===== INPUT

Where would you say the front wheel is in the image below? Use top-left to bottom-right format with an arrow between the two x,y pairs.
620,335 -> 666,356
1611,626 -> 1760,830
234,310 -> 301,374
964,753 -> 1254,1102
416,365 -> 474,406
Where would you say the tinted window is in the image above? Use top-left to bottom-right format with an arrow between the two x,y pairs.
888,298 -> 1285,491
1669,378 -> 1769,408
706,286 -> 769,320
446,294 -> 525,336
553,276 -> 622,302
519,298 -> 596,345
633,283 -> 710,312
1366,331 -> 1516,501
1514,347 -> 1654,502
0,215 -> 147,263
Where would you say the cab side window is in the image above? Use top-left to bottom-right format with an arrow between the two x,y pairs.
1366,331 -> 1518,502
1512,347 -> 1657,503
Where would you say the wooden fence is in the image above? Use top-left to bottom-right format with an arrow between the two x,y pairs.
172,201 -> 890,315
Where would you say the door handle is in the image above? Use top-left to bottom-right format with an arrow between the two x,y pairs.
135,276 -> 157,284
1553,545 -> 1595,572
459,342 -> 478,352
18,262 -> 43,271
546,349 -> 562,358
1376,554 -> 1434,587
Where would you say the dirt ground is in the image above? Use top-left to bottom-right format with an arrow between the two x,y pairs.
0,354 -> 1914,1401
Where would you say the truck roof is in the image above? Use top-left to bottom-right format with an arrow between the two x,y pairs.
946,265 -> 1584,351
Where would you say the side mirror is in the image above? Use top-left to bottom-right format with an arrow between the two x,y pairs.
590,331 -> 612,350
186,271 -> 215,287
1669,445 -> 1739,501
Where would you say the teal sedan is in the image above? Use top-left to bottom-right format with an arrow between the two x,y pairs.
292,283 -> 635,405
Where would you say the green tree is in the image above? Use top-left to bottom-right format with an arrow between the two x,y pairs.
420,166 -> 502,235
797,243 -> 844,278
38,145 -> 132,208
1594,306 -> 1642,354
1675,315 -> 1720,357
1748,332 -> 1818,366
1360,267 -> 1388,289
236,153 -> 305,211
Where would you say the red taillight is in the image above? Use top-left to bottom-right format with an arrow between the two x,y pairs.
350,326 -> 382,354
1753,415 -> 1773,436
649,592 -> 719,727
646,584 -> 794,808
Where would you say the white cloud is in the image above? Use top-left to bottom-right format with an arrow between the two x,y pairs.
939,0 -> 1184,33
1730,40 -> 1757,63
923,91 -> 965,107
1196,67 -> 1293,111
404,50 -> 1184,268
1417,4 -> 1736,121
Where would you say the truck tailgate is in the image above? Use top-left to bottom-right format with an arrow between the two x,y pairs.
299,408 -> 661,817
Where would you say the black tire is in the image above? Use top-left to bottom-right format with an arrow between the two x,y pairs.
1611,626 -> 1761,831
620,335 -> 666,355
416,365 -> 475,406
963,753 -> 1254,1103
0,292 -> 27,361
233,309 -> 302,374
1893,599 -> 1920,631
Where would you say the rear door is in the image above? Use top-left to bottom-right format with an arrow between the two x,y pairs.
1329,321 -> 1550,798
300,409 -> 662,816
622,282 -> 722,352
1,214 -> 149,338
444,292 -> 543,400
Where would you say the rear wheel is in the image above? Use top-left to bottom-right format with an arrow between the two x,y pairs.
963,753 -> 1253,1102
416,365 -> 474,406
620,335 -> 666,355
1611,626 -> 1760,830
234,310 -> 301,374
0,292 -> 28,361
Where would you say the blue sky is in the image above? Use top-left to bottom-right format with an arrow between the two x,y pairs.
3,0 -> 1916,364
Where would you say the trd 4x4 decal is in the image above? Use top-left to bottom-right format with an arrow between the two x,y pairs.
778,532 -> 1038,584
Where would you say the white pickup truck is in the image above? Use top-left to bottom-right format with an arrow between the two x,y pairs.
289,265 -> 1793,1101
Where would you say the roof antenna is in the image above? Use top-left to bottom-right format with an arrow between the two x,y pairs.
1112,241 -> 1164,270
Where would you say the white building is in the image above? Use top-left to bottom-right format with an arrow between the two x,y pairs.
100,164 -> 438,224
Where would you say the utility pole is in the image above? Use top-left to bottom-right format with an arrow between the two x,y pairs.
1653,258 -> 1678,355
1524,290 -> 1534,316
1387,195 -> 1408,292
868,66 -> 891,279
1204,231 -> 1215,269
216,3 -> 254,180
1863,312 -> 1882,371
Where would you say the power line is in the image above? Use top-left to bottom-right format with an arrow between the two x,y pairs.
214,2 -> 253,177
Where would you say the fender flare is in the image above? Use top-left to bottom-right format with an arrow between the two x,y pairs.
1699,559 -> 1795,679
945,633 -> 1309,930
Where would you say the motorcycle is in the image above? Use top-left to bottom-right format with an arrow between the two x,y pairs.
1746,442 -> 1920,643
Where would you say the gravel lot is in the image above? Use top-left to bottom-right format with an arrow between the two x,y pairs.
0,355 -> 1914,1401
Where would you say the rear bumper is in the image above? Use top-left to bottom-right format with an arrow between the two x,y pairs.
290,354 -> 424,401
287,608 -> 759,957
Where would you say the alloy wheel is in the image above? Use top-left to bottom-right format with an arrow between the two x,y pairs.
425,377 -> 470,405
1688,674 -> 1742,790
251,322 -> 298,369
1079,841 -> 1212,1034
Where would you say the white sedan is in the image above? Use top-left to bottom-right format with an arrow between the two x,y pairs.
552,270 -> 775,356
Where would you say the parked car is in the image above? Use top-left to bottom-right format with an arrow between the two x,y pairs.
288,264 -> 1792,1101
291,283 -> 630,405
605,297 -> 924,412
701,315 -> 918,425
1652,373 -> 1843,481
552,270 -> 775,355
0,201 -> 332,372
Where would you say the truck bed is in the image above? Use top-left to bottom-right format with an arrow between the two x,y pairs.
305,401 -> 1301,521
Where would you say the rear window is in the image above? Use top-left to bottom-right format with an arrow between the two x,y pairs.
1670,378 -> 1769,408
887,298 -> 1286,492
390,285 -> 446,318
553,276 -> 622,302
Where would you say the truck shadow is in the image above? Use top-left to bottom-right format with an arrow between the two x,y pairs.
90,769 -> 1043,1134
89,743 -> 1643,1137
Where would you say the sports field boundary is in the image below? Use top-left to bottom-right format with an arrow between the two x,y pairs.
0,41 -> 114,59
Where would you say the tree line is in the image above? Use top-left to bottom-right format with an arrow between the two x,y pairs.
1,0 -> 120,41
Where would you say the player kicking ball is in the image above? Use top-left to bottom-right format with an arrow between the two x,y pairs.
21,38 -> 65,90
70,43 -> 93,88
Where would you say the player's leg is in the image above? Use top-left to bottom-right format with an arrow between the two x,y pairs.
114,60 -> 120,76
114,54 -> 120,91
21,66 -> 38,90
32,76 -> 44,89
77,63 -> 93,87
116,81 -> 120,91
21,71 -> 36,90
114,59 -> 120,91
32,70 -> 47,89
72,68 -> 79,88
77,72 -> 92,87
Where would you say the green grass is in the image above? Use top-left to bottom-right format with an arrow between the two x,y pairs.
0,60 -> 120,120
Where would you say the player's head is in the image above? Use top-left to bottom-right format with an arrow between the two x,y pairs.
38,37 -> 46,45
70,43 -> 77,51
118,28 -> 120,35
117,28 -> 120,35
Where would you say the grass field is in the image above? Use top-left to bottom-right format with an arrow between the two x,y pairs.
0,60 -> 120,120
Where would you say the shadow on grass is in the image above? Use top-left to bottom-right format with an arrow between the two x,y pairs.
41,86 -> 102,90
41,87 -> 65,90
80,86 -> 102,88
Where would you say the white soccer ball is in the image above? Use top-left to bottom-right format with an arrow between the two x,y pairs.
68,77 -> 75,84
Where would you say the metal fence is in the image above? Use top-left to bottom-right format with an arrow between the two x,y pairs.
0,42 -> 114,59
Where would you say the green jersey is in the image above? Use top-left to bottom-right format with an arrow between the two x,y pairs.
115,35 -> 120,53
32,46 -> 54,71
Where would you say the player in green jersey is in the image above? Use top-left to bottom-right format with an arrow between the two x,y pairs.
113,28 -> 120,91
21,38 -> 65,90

==========

→ TASK STATEMENT:
Reproduce without change every line of the entries above, from the one containing "Where would you say the green grass" through the last.

→ EXERCISE RESULT:
Where would you say the green grass is in the image above? Use top-left to bottom-right format with an arrow between the two x,y pairs.
0,60 -> 120,120
Where would you say the player's head is in the image above? Use top-left to bottom-right format with an arrow between the two x,y pairs.
38,37 -> 46,45
70,43 -> 77,51
118,28 -> 120,35
117,28 -> 120,35
Where would you say the grass field is in the image above? Use top-left to bottom-right format with an arrow between the two x,y pairs.
0,60 -> 120,120
Where would you say the shadow on grass is in the image above? Use top-left to bottom-right format with an arrow between the two x,y pairs.
41,86 -> 102,90
41,87 -> 65,90
80,86 -> 102,88
Where would you say the white soccer ball is in the image above? Use top-left to bottom-right format with an arrow between the two x,y pairs.
68,77 -> 75,84
Where would you say the metal fence is in the image above? Use top-left to bottom-right format with an arrow between the two x,y pairs.
0,42 -> 114,59
Where would you say the green jersey is in the image above? Use top-left to bottom-right format with an arrow between the two x,y pairs.
115,35 -> 120,53
32,46 -> 54,71
Where would you say the player in green jersey is in the image above? Use top-left to bottom-right format with an arrow between the two x,y pairs.
113,28 -> 120,91
21,38 -> 65,90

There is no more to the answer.